■ **DIRECTIONS**: Give again, word for word, every line below from the one that has "the black vest" through the one that has "of the sidewalk", both included, and no others.

■ **THE DATA**:
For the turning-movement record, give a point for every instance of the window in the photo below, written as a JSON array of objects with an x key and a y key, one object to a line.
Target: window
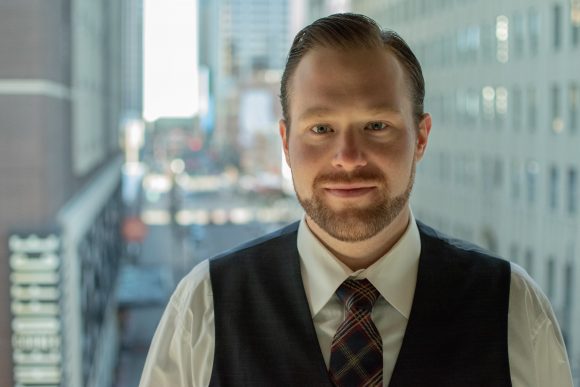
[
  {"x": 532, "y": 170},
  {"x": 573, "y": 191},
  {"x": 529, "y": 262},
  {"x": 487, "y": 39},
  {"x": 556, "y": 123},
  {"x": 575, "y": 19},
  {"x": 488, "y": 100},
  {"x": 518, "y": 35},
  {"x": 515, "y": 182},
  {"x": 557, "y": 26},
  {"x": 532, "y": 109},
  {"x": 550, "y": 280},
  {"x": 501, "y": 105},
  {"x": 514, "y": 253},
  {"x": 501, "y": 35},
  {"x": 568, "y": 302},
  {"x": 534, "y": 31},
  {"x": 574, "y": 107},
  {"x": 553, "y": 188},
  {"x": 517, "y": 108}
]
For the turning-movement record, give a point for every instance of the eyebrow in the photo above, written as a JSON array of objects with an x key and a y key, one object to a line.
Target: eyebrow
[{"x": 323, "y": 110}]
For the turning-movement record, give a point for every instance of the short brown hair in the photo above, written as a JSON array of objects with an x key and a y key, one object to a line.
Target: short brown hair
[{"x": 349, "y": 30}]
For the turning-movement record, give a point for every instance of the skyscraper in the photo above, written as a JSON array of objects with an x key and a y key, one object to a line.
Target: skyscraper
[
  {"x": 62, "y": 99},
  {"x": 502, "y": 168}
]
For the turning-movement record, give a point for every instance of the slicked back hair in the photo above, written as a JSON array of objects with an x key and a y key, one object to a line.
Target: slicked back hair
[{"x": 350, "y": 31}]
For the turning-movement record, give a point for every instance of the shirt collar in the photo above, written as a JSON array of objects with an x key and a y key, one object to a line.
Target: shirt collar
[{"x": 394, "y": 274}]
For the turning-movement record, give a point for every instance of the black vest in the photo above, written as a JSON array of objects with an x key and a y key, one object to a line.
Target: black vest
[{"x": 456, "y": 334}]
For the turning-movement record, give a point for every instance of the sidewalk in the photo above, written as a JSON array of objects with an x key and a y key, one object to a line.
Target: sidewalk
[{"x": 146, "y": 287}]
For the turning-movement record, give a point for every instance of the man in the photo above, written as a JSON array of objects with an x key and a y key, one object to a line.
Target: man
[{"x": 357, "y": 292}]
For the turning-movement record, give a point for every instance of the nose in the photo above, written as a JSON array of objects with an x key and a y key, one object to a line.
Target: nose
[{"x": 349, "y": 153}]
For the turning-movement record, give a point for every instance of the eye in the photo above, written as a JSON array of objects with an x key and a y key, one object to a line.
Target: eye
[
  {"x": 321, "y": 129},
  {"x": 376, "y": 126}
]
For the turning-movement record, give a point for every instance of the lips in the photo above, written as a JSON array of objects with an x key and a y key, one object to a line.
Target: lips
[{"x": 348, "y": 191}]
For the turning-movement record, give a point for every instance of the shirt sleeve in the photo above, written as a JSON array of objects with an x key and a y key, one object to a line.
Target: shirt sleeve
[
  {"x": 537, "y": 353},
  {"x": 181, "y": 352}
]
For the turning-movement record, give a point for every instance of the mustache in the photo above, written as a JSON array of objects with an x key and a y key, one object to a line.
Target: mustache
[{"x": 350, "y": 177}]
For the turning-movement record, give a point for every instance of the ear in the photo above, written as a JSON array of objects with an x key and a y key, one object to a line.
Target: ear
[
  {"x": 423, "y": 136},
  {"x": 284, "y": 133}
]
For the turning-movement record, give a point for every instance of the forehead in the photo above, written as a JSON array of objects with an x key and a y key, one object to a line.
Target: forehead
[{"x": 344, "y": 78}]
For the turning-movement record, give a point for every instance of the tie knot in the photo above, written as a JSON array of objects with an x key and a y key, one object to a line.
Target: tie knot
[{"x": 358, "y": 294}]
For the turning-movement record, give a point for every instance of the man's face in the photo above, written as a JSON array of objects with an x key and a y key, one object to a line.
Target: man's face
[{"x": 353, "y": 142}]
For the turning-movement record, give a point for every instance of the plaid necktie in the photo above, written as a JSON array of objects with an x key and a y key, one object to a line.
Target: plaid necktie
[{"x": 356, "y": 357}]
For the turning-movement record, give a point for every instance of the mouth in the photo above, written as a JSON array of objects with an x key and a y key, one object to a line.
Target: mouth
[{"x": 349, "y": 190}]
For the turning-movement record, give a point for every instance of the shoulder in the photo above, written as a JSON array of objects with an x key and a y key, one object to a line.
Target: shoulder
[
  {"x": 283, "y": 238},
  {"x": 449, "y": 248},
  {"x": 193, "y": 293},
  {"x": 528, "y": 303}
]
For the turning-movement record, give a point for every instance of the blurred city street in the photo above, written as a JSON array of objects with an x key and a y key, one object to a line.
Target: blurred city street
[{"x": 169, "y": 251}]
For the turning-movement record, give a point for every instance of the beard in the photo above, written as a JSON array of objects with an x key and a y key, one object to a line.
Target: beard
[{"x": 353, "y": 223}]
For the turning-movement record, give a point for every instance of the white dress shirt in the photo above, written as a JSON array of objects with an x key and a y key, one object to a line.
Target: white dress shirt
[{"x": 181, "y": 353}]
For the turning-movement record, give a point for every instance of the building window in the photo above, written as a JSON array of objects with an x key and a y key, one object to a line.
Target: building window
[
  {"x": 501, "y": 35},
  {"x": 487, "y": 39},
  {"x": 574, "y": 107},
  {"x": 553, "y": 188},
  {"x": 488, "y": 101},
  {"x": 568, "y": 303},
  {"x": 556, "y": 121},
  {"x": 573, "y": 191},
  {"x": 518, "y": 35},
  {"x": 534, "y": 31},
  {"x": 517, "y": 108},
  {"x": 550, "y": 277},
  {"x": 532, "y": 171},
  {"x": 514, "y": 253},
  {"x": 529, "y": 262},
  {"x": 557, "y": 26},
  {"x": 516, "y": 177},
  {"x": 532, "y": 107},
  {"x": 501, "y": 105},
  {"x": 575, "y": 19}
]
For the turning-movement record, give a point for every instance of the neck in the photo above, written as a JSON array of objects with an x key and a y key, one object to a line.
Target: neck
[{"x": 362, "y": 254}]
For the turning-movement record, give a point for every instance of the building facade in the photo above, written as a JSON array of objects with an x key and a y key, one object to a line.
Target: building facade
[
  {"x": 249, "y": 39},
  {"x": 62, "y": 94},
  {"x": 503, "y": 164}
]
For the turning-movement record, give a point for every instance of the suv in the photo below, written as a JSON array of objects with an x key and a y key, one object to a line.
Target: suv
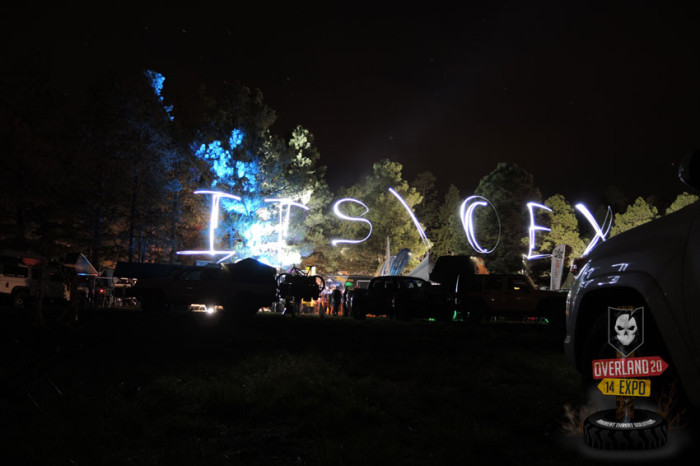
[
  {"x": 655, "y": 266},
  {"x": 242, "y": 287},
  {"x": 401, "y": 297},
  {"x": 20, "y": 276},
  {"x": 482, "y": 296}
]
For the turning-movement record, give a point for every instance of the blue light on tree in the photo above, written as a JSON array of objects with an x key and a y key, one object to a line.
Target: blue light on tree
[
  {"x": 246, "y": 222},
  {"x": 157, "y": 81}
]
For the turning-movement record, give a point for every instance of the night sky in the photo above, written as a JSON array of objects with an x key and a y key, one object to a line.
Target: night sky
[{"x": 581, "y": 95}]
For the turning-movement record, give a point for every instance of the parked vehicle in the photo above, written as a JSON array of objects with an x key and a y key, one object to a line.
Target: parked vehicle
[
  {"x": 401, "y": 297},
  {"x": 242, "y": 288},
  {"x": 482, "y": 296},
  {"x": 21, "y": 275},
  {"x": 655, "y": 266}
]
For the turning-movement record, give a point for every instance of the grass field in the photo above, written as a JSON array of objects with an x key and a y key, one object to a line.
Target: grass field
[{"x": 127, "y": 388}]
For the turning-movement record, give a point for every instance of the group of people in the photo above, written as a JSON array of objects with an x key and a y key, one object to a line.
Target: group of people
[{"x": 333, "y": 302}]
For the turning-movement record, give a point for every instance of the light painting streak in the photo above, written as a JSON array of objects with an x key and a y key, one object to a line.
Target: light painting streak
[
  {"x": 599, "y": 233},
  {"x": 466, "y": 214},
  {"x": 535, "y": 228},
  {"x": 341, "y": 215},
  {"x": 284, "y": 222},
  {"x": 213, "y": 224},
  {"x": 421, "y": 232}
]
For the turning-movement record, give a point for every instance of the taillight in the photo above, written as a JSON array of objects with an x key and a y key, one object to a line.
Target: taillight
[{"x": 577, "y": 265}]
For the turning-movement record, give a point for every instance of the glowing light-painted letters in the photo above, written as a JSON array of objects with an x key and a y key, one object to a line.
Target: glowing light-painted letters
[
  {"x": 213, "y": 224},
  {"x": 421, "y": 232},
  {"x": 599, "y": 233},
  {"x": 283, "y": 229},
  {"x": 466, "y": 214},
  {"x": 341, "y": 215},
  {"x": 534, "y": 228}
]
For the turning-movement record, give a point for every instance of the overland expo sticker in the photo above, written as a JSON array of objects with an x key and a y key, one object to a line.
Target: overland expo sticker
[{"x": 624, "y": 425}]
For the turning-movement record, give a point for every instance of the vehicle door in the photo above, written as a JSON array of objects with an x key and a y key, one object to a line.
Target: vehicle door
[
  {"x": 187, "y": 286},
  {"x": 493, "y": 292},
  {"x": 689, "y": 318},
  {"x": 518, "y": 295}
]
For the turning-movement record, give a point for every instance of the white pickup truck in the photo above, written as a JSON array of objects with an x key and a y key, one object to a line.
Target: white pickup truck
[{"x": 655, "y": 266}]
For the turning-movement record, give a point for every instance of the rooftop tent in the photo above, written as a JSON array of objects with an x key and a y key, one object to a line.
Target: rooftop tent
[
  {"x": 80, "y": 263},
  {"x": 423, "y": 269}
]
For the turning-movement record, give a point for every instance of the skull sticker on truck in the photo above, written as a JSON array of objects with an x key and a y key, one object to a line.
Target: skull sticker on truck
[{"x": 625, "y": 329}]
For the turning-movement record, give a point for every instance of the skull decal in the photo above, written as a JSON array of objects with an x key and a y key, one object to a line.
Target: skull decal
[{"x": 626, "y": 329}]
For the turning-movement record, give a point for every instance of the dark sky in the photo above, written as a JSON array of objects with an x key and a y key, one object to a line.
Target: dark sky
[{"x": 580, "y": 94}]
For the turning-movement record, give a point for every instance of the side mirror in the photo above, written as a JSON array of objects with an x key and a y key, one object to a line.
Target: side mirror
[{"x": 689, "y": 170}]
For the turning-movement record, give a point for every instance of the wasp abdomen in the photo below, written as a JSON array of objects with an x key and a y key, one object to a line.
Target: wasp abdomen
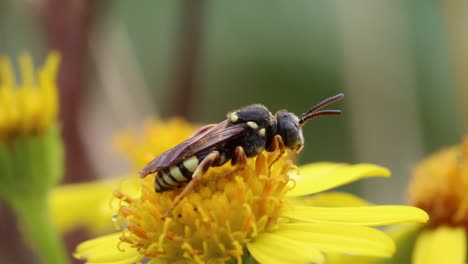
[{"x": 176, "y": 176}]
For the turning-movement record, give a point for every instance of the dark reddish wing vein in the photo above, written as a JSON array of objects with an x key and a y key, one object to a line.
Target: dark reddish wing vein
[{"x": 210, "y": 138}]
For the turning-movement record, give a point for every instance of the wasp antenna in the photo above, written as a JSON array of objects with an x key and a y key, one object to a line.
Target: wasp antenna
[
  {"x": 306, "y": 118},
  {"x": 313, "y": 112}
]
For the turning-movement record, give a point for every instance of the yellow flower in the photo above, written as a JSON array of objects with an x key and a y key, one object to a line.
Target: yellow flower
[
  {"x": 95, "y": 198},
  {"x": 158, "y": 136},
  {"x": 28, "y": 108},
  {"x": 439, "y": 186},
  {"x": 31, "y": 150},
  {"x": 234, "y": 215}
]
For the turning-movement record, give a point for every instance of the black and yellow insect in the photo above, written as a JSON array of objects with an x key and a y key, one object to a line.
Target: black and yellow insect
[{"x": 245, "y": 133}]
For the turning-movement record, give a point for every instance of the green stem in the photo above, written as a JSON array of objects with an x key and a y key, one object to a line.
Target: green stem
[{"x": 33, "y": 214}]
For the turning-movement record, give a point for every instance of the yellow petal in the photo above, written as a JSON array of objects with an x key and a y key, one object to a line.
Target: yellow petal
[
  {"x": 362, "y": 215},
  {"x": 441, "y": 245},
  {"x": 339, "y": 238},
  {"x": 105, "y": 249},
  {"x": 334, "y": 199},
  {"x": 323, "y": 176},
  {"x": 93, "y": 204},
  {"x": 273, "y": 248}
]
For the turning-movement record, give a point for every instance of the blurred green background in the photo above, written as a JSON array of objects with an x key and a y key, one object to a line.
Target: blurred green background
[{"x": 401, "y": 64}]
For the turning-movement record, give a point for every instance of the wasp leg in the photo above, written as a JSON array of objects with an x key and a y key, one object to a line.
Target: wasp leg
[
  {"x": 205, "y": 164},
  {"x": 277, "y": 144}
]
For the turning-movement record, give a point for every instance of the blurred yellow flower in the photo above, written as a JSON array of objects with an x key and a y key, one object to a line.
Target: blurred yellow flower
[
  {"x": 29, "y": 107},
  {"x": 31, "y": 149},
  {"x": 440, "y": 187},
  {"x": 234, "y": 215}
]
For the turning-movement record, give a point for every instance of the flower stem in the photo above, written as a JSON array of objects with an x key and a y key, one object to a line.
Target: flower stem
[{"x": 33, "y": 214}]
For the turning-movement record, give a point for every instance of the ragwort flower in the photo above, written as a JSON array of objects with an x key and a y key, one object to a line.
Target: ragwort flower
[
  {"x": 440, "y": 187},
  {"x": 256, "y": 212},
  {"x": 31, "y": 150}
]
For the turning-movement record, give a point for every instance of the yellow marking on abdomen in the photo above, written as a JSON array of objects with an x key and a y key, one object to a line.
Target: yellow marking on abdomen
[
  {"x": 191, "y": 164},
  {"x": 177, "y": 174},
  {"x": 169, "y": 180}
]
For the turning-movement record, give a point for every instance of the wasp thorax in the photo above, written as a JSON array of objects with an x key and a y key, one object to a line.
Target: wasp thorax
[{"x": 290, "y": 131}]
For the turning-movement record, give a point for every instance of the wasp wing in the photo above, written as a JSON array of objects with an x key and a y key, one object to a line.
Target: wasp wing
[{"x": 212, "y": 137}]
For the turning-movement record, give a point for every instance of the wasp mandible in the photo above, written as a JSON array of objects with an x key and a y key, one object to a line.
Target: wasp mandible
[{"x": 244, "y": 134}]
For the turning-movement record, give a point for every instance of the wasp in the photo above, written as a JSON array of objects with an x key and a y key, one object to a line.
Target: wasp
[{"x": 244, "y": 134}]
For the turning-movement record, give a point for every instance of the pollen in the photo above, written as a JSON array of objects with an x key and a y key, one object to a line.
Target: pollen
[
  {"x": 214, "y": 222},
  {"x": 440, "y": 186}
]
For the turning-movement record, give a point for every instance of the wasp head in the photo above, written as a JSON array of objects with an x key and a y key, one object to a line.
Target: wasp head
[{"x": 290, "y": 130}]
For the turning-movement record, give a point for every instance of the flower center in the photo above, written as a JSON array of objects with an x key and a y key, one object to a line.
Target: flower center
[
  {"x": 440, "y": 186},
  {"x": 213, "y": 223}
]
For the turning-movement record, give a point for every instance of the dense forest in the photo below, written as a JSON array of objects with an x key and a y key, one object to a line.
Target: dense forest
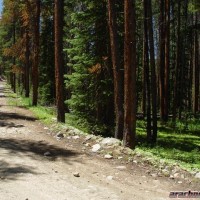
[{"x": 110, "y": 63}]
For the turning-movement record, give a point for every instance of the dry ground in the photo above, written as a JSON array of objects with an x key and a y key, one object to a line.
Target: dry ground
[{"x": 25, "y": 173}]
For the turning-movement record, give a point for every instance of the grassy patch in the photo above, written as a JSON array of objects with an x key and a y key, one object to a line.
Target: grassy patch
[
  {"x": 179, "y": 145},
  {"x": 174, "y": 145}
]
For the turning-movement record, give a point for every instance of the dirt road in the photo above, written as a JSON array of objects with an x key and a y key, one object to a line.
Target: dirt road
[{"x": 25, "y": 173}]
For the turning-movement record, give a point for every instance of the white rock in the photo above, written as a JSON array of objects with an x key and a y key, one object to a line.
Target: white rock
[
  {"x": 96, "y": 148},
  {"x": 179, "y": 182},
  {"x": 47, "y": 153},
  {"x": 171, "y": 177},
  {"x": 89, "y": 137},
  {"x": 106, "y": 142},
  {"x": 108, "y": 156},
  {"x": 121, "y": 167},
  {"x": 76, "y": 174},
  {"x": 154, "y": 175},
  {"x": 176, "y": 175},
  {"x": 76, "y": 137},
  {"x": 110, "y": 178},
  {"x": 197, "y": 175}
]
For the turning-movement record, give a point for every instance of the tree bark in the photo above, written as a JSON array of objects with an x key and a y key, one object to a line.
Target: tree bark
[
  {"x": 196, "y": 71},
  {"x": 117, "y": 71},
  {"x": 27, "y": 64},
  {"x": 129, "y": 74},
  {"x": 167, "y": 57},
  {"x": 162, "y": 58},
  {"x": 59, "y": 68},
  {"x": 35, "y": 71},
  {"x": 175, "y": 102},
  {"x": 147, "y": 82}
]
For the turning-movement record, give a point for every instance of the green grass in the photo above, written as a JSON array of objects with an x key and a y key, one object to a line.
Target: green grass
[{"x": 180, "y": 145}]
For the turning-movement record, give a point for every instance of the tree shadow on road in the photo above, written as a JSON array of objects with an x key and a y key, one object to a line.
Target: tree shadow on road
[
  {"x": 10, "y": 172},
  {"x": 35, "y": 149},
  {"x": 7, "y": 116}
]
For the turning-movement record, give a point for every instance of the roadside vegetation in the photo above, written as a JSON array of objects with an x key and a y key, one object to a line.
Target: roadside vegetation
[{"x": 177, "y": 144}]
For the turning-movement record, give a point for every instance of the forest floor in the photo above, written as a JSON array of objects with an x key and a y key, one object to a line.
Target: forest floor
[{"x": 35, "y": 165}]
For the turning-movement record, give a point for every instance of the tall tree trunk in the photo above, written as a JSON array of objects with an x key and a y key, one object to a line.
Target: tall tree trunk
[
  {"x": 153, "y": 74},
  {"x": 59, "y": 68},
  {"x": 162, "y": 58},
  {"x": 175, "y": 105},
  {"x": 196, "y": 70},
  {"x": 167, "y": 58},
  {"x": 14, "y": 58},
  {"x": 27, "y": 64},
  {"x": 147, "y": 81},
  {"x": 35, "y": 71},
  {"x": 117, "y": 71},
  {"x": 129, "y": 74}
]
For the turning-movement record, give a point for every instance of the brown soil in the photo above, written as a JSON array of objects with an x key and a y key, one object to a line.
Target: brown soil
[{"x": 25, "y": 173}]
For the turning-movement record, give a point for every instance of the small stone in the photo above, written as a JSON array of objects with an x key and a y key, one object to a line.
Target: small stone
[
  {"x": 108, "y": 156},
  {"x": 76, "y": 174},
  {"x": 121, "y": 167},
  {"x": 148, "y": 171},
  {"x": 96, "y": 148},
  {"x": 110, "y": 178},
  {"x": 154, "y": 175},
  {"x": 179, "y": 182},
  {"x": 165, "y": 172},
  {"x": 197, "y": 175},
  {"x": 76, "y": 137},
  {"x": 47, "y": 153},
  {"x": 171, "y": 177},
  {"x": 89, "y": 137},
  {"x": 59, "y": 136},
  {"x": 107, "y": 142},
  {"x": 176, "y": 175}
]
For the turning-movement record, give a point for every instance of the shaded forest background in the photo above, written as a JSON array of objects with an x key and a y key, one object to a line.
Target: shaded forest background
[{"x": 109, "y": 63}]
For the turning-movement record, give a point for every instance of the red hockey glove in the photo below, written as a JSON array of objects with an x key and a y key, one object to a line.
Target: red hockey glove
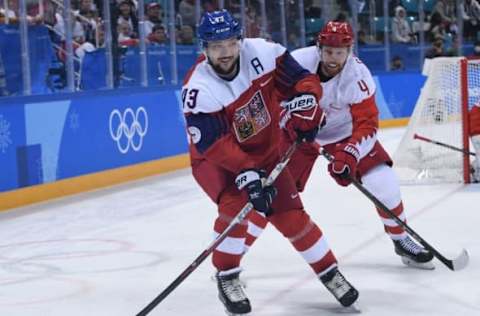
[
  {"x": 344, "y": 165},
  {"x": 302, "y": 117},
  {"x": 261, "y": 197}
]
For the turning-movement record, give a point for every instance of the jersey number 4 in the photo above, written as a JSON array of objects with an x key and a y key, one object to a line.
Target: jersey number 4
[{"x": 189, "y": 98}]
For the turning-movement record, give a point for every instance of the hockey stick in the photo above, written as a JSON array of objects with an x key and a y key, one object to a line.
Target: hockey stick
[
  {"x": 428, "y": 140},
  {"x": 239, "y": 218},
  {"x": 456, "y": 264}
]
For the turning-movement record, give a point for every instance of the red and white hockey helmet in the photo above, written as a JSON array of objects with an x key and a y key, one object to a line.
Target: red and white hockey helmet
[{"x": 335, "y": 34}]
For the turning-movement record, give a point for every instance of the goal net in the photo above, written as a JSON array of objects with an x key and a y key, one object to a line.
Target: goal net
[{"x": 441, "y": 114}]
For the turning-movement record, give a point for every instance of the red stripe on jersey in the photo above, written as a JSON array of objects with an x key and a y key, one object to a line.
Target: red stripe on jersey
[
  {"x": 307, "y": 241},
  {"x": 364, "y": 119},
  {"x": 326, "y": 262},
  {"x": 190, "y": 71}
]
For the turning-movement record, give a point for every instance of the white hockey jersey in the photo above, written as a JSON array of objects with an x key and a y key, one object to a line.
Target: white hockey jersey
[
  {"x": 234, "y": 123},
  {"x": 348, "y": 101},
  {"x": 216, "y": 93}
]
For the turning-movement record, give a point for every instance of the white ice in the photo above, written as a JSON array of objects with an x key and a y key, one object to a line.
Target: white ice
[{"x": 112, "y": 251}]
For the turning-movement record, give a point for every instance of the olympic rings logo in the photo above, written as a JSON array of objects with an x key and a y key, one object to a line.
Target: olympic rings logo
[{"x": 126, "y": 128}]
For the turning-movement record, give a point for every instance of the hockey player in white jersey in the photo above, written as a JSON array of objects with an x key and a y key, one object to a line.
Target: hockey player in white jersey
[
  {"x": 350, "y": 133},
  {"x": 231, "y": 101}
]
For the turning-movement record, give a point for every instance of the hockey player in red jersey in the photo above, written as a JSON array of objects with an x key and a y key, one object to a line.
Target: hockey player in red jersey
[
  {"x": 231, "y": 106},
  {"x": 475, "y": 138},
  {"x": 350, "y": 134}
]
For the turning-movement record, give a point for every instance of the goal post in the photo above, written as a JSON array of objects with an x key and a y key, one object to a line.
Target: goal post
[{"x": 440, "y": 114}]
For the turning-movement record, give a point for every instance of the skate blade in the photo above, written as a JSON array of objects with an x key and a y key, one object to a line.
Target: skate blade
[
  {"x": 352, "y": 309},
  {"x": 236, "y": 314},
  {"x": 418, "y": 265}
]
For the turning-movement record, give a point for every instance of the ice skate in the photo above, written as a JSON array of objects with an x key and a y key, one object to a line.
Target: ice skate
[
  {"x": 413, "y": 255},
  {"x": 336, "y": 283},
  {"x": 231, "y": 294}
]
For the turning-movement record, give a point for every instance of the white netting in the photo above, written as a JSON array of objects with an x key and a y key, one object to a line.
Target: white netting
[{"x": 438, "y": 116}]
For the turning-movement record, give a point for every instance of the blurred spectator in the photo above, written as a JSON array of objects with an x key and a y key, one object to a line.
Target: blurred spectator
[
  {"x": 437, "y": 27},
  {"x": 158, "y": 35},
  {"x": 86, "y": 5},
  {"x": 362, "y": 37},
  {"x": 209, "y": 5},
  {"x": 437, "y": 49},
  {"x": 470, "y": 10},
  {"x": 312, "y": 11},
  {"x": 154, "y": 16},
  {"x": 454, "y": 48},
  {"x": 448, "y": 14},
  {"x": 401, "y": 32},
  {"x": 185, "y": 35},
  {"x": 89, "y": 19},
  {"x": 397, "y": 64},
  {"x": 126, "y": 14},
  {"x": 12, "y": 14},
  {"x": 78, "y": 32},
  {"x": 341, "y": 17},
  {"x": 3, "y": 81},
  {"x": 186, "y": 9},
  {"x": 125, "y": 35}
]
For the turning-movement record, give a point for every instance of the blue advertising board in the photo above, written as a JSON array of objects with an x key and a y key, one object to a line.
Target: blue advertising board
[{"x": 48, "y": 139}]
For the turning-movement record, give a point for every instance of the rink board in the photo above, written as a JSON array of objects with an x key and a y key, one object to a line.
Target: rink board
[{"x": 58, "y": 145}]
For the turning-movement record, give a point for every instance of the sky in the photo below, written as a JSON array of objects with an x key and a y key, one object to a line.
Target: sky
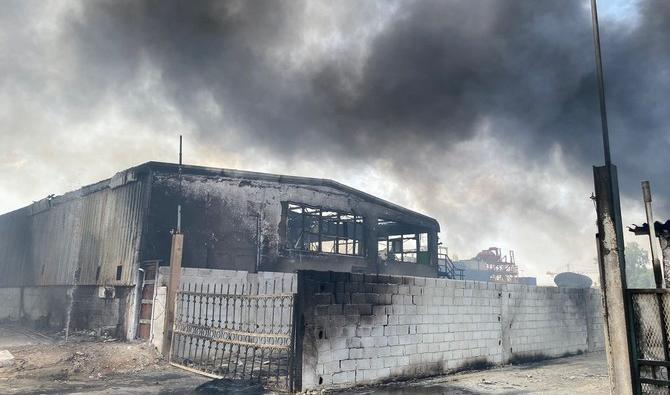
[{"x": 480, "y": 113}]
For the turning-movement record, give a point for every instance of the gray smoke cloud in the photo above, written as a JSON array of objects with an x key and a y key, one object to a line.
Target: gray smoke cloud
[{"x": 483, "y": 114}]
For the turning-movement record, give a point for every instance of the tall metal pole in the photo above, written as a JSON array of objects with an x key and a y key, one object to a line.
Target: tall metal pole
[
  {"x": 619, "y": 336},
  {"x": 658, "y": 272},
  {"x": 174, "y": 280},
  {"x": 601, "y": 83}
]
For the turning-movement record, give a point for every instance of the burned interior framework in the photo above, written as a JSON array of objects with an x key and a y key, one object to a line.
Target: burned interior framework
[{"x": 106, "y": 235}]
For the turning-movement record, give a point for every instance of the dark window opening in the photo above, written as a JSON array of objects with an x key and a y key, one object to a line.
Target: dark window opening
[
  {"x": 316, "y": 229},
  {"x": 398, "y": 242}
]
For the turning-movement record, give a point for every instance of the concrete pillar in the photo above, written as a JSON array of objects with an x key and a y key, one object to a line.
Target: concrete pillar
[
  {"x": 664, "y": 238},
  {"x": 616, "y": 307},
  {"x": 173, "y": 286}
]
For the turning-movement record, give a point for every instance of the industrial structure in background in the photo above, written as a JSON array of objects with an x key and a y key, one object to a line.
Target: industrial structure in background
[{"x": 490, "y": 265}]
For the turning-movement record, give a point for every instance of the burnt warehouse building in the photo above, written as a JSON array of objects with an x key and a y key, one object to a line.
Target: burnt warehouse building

■ **REPLY**:
For the turning-movement record, give a point for every instance of the black vest in the photo above, written as a JSON array of objects with an x key and a y key, one object to a line.
Target: black vest
[{"x": 456, "y": 334}]
For the turning-movement record, give a point for every instance of the sidewalk in the photo above, written as a JSON array of objects with an x key and a y key, one object to a line.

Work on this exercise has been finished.